Task:
Can you reproduce every one of the records below word for word, leaving out the pictures?

-=-=-

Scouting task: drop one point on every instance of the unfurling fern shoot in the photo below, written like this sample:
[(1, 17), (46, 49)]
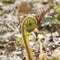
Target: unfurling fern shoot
[(29, 23)]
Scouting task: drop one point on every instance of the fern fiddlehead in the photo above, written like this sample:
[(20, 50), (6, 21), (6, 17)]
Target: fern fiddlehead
[(28, 23)]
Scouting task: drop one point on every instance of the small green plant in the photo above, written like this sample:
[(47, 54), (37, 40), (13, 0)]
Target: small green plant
[(28, 23)]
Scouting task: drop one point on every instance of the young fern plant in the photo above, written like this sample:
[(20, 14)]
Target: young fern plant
[(29, 23)]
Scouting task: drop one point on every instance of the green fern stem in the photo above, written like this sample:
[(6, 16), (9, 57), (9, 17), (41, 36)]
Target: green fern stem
[(28, 50)]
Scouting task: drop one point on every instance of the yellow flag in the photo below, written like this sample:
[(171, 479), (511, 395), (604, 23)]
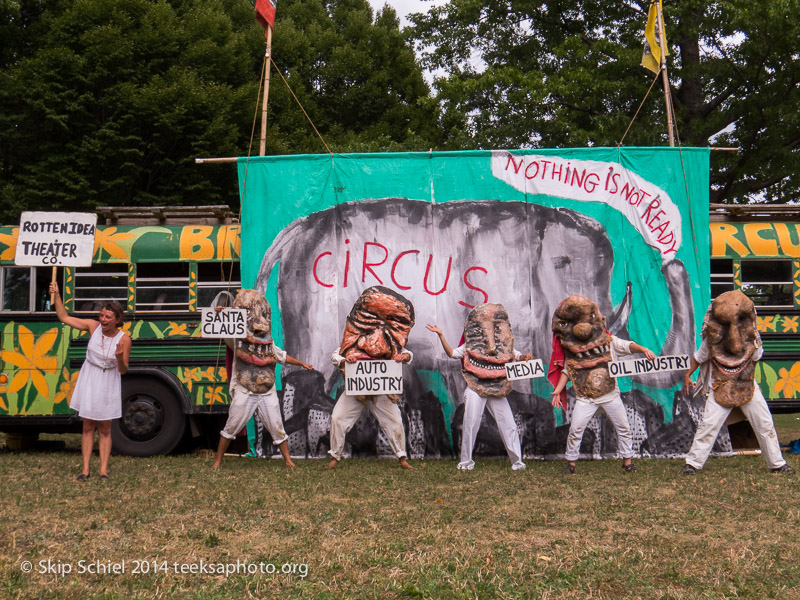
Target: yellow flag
[(651, 58)]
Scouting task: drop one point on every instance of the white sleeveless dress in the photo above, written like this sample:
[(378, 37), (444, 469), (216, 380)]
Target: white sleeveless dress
[(98, 391)]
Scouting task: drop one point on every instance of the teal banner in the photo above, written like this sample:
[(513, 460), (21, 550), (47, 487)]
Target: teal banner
[(625, 227)]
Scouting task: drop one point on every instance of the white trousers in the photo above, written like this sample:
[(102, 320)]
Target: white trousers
[(583, 413), (245, 404), (347, 411), (756, 411), (501, 411)]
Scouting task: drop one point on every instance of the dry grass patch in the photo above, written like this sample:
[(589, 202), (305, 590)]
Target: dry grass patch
[(371, 530)]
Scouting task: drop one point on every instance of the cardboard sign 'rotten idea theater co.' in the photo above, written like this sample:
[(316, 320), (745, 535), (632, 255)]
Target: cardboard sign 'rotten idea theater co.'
[(54, 239)]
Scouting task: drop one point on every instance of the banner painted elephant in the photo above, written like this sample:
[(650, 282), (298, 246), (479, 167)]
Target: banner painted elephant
[(446, 258)]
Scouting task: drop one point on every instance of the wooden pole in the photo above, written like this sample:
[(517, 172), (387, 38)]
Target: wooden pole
[(263, 146), (662, 42)]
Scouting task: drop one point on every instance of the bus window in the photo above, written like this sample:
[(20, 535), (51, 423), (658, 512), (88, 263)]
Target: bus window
[(162, 287), (16, 288), (721, 276), (41, 291), (100, 283), (18, 295), (215, 277), (768, 283)]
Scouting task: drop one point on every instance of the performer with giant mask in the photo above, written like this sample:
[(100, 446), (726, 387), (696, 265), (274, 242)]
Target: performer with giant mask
[(252, 380), (582, 349), (488, 346), (727, 356), (377, 329)]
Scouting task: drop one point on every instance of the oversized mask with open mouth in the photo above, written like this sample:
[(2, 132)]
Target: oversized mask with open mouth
[(255, 365), (581, 329), (732, 340), (489, 346), (378, 325)]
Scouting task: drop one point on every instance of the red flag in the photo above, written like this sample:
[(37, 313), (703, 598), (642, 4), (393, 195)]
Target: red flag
[(265, 13)]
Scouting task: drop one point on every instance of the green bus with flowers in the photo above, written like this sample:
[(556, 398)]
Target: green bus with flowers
[(164, 265)]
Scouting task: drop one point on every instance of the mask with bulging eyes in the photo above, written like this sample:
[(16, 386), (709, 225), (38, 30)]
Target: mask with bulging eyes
[(581, 329), (732, 340), (255, 365), (489, 345), (378, 325)]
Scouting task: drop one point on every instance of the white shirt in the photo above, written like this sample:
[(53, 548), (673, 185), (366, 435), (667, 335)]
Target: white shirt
[(619, 347)]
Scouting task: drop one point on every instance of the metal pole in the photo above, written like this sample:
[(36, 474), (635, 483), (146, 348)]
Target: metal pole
[(263, 146), (662, 41)]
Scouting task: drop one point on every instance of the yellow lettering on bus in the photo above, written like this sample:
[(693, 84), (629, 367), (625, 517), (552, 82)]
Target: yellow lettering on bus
[(195, 243), (760, 245), (788, 247), (228, 243), (723, 236)]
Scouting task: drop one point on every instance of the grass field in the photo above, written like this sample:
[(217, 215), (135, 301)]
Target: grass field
[(371, 530)]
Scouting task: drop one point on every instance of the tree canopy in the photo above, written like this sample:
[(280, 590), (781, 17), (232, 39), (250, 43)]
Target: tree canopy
[(110, 101), (565, 73)]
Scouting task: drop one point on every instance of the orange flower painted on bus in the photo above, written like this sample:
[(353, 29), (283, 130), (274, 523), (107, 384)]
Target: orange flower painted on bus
[(177, 329), (789, 383), (764, 324), (214, 395), (65, 387), (189, 376), (11, 242), (790, 324), (32, 360), (109, 240)]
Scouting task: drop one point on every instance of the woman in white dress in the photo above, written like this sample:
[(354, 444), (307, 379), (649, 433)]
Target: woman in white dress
[(98, 392)]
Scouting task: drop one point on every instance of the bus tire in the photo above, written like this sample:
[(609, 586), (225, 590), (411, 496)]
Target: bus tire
[(152, 419)]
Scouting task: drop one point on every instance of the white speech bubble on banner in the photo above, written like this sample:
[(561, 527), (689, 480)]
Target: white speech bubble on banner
[(53, 239), (524, 369), (227, 323), (645, 205), (643, 366), (373, 377)]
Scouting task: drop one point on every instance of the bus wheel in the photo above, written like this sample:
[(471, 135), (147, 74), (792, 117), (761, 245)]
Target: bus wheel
[(152, 420)]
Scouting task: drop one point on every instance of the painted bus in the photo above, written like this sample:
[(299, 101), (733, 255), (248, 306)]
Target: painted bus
[(166, 264), (756, 249)]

-=-=-

Result:
Scouting task: drop one point on every instance of the unfurling fern shoot in the photo below, written like this sample:
[(1, 17), (46, 49)]
Target: unfurling fern shoot
[(29, 23)]
Scouting task: drop one point on every instance of the fern fiddlehead in the photo above, written like this sample:
[(20, 50), (6, 21), (6, 17)]
Target: fern fiddlehead
[(28, 23)]
Scouting task: drop one point on every instance of the small green plant in the photo above, written like this sample:
[(47, 54), (37, 40), (13, 0)]
Target: small green plant
[(28, 23)]
Scouting task: drop one point on every instance of the young fern plant in the photo above, written like this sample:
[(20, 14)]
Target: young fern plant
[(29, 23)]
Scouting task: drop one point on every instance of the green fern stem in the photo above, written like this sample:
[(6, 16), (9, 57), (9, 17), (41, 36)]
Target: green fern stem
[(28, 50)]
Scouting task: drop one point on every instance of the yellow flag in the photo below, written like this sample:
[(171, 479), (511, 395), (604, 23)]
Target: yellow flag
[(651, 58)]
Scouting task: drop one point on every instance of the white sleeveless dress in the photo above, written like this sample:
[(378, 37), (444, 469), (216, 380)]
Target: white sleeveless dress
[(98, 391)]
Scouting task: drop one point on every instance of the teal banner in the photo above, written like this sample:
[(513, 460), (21, 550), (47, 487)]
Target: teal banner
[(625, 227)]
Scouting task: drop one point on every instance of the white trousers in the photo above, written like this sample:
[(102, 320)]
Target: white trousers
[(583, 413), (245, 404), (347, 411), (756, 411), (501, 411)]
Scouting task: drop one point on every instance of the dry grass patch in the photo above, written like this sample:
[(589, 202), (305, 590)]
Target: dry grass patch
[(371, 530)]
Scouting task: drop one point on every instance of the cardboard sign 'rotten idea theater co.' in the photo above, written like this sample:
[(316, 320), (745, 535), (632, 255)]
Target: cardboard sign 'rotten idea theater co.'
[(54, 239)]
Scouting task: drop one point on every instance of the banner painted elephant in the photo above, written like this sample:
[(650, 282), (298, 246), (479, 167)]
Target: banner painted elephant
[(446, 258)]
Scouting task: drop one point on every instance of the wooden pole in the photo above, written like this sample:
[(517, 172), (387, 38)]
Target: wooden pole
[(263, 146), (662, 42)]
Scouting task: drop one point on every instance of the bus window in the photo above, written like this sample:
[(20, 535), (51, 423), (658, 512), (88, 263)]
Target: bus window
[(162, 287), (16, 288), (721, 276), (41, 291), (100, 283), (18, 295), (215, 277), (768, 283)]
Scouting task: drop one point on every instance of the performer with giant mask in the photo above, written like this sample:
[(100, 446), (726, 387), (696, 265), (274, 242)]
Target: performer with giant mask
[(252, 380), (582, 349), (488, 346), (727, 356), (377, 329)]
Scouting task: drop one point on every instance of the oversized mask with open mouth in the photo above, written like this sample:
[(2, 132)]
Target: oversized mask with open mouth
[(255, 365), (581, 329), (732, 340), (489, 346), (378, 325)]
Scouting task: drop one point on every instance of the red flag in the photo above, written like this sample:
[(37, 313), (703, 598), (642, 4), (393, 195)]
Target: red flag
[(265, 13)]
Scouting task: drop one point on every instance of the green bus with flowers in the photo above, written like this sample:
[(556, 398)]
Target: green bus with flowers
[(164, 265)]
Scouting task: drop one point on every instance of the mask with bulging eyes in the photo above, written like this sample:
[(16, 386), (709, 225), (38, 30)]
Target: mask with bulging eyes
[(581, 329), (732, 340), (255, 365), (489, 345), (378, 325)]
Scouting task: drop one point on every instance of the white shirt in the photo above, written like this sample:
[(53, 548), (673, 185), (366, 435), (667, 335)]
Target: white shirt
[(619, 347)]
Scouting task: drop one point on every instance of the metal pole in the photo above, written like this sample:
[(36, 474), (635, 483), (146, 348)]
Target: metal pole
[(263, 146), (662, 41)]
Scouting task: drop one point on every instance of the yellow lettering on bus in the photo above, written like this sample:
[(693, 84), (629, 367), (625, 517), (552, 82)]
Target: yellow lettering on bus
[(195, 243), (760, 245), (788, 247), (228, 243), (723, 236)]
Scouting task: drop one point on every instance of the grass field in the photo above, written like this sample:
[(217, 215), (135, 301)]
Target: grass field
[(371, 530)]
Scouting task: drop one point on every instance of the tree canopy in the photo above, written like this sample:
[(280, 590), (781, 17), (232, 39), (250, 43)]
Target: tree canopy
[(110, 101), (565, 73)]
Scouting task: drop one point on every instance of the orange flower painted on bus in the photo above, written like this sample:
[(353, 29), (283, 130), (274, 523), (107, 384)]
Target: orange flower painted on bus
[(177, 329), (789, 383), (764, 324), (214, 395), (65, 387), (189, 376), (11, 242), (790, 324), (32, 360), (109, 240)]
Scouting task: drop one point on every instance of the woman in white dress in the photo above, written like this sample:
[(354, 444), (307, 379), (649, 433)]
Target: woman in white dress
[(98, 392)]
Scouting task: drop one point on every instance of the bus tire in the photo above, written like this sample:
[(609, 586), (225, 590), (411, 496)]
Target: bus tire
[(152, 419)]
Scouting task: drop one point on every instance of the white speech bubble on banner in the photo above, written like this sample:
[(561, 527), (689, 480)]
Target: white speech bubble on banner
[(53, 239), (524, 369), (227, 323), (645, 205), (643, 366), (373, 377)]
Scouting task: drop one point on every instance of the bus wheel in the photo above, written like this sample:
[(471, 135), (147, 74), (792, 117), (761, 245)]
Target: bus wheel
[(152, 420)]
Scouting task: drop one point on every instance of the painted bus in the photo above, written like this sample:
[(299, 101), (733, 255), (248, 306)]
Target: painted bus
[(166, 264), (756, 249)]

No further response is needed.